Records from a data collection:
* * * *
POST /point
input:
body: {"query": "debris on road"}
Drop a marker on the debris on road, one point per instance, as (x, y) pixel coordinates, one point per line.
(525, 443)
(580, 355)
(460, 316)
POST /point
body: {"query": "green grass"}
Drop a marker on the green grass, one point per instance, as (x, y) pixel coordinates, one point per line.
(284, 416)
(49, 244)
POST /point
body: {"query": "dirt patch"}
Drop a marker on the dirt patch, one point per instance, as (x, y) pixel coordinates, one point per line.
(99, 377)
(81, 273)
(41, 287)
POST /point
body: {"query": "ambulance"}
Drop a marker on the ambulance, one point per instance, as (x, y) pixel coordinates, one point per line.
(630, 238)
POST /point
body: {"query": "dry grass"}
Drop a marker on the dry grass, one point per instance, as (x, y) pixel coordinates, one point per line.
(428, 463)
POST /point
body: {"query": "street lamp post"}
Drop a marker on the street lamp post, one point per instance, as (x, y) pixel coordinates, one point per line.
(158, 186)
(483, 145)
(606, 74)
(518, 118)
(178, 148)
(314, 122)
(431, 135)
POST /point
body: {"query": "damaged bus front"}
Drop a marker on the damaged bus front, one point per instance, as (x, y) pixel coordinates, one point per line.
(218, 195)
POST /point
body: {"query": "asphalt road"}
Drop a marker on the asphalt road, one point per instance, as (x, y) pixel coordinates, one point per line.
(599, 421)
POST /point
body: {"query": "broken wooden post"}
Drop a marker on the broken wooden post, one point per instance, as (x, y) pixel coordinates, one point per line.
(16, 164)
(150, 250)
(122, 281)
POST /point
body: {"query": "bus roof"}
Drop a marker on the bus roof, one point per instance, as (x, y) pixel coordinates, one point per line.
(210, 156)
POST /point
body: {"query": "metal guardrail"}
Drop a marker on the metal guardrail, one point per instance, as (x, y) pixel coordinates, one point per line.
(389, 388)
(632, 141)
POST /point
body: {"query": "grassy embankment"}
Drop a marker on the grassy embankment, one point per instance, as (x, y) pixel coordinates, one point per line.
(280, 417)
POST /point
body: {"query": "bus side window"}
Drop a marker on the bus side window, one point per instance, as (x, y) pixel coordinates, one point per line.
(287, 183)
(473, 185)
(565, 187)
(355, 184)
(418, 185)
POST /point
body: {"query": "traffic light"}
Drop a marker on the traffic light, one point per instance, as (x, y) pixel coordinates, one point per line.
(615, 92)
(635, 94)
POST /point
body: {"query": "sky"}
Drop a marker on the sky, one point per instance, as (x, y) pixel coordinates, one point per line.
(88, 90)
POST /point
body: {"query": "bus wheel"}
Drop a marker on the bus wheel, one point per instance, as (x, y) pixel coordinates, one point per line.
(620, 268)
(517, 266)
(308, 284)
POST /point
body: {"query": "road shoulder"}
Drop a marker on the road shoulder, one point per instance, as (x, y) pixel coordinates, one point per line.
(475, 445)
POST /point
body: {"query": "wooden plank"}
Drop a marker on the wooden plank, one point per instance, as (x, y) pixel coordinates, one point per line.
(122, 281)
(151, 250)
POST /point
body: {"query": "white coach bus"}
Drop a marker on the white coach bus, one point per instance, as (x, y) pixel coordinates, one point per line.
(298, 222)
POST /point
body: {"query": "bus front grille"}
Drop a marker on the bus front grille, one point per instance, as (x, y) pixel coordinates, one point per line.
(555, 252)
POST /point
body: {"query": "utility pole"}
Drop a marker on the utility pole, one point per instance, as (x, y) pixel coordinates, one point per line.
* * * *
● Directions for this task
Lines from the entries that contain the word "pole" are what the answer must hold.

● Finished task
body: {"query": "utility pole"}
Drop a marker on the utility pole, one point per instance, as (x, y) pixel coordinates, one point per line.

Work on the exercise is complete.